YOUR INSTRUCTIONS >> In the text on Jewish ceremonial objects for the home, what replaced the elaborate medieval double cup sometime in the seventeenth century?

TEXT EXCERPT >>
>>>>>
Because Judaism is a home-centered religion as well as one focused on the synagogue, many significant ceremonial objects were created for domestic use. There are, first of all, those known from the Middle Ages, like the Judenstern, whose kindling marked the onset of the Sabbath. The star-shaped lamp remained traditional for Sabbaths and holy days in Germany and eastern Europe, although many used candlesticks and candelabra after wax candles came into widespread use.
The silver kiddush cup is another medieval type that continued to be made in the modern era in a variety of styles and forms: beakers, footed vessels, cups with covers. As long as the cup for kiddush was clean, had an unbroken rim, and encompassed the minimum volume specified in Jewish law, its form was left to individual choice. Sometime in the seventeenth century, the elaborate double cup known from the Middle Ages was supplanted by a simpler type, the barrel shape that separates into two. 50 Like its medieval predecessor, it was used for marriage ceremonies and at circumcisions, both of which require the use of two cups.
<<<<<
AVAILABLE DATA >>
>>>>>
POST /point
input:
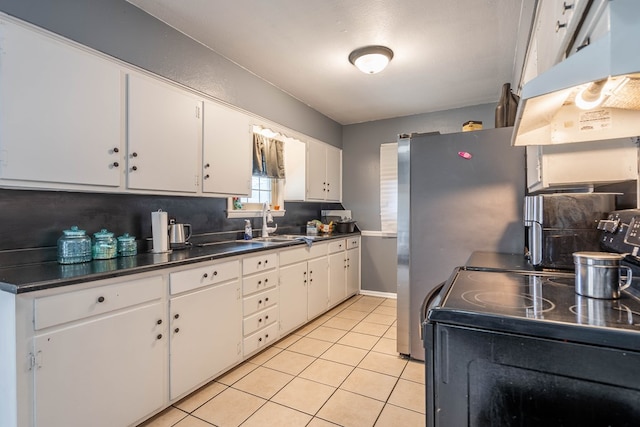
<<<<<
ANSWER BELOW >> A simpler barrel-shaped cup that separates into two.